■ Written exercise A ■
From the sea-ice extent text, return the part that opens with the words containing "Other reports in" and closes with "and Walsh, 1993.)".
■ Written exercise B ■
In the sea-ice extent text, which period are the monthly Arctic sea-ice extent anomalies of Figure 2.14 measured against?
■ Written exercise C ■
Continue the sea-ice extent text after its last sentence.

■ Text extract ■
/---

Working Group I: The Scientific Basis

Other reports in this collection Sea-ice extent and thickness

Figure 2.14: Monthly Arctic sea-ice extent anomalies, 1973 to 2000, relative to 1973 to 1996. The data are a blend of updated Walsh (Walsh, 1978), Goddard Space Flight Center satellite passive microwave (Scanning Multichannel Microwave Radiometer (SMMR) and Special Sensor Microwave/Imager (SSM/I)) derived data (Cavalieri et al., 1997) and National Centers for Environmental Prediction satellite passive microwave derived data (Grumbine, 1996). Updated digitised ice data for the Great Lakes are also included (Assel, 1983).

Figure 2.15: Time-series of annual and seasonal sea-ice extent in the Northern Hemisphere, 1901 to 1998, (Annual values from Vinnikov et al., 1999b; seasonal values updated from Chapman and Walsh, 1993.)

\---

■ Data extract ■
/---

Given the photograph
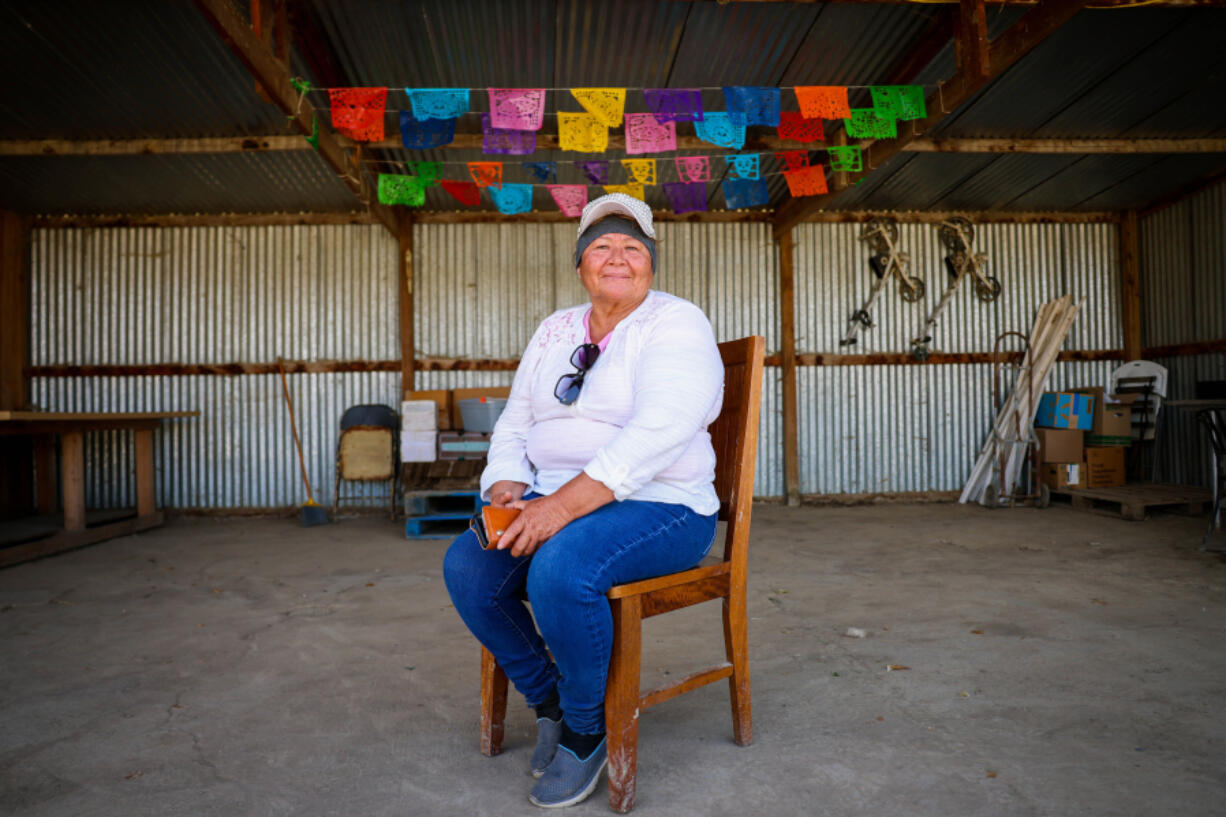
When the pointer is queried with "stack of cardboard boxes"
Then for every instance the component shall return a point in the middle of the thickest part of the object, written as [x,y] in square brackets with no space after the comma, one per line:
[1081,438]
[445,439]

\---

■ Reply A ■
Other reports in this collection Sea-ice extent and thickness

Figure 2.14: Monthly Arctic sea-ice extent anomalies, 1973 to 2000, relative to 1973 to 1996. The data are a blend of updated Walsh (Walsh, 1978), Goddard Space Flight Center satellite passive microwave (Scanning Multichannel Microwave Radiometer (SMMR) and Special Sensor Microwave/Imager (SSM/I)) derived data (Cavalieri et al., 1997) and National Centers for Environmental Prediction satellite passive microwave derived data (Grumbine, 1996). Updated digitised ice data for the Great Lakes are also included (Assel, 1983).

Figure 2.15: Time-series of annual and seasonal sea-ice extent in the Northern Hemisphere, 1901 to 1998, (Annual values from Vinnikov et al., 1999b; seasonal values updated from Chapman and Walsh, 1993.)

■ Reply B ■
1973 to 1996

■ Reply C ■
Figure 2.16: Monthly Antarctic sea-ice extent anomalies, 1973 to 2000, relative to 1973 to 1996. The data are a blend of National Ice Center (NIC) chart-derived data (Knight, 1984), Goddard Space Flight Center satellite passive-microwave (Scanning Multichannel Microwave Radiometer (SMMR) and Special Sensor Microwave/Imager (SSM/I)) derived data (Cavalieri et al., 1997) and National Centers for Environmental Prediction satellite passive-microwave derived data (Grumbine, 1996). It is uncertain as to whether the decrease in interannual variability of sea ice after about 1988 is real or an observing bias.

Figure 2.17: Mean ice thickness at places where early cruises were (nearly) collocated with cruises in the 1990s. Early data (1958 to 1976) are shown by open triangles, and those from the 1990s by solid squares, both seasonally adjusted to September 15. The small dots show the original data before the seasonal adjustment. The crossings are grouped into six regions separated by the solid lines. From Rothrock et al. (1999).

Sea-ice extent
Sea-ice extent is expected to become a sensitive indicator of a warming climate, although only recently have long records become available in the Arctic, and our knowledge of Antarctic sea-ice extent before the 1970s is very limited.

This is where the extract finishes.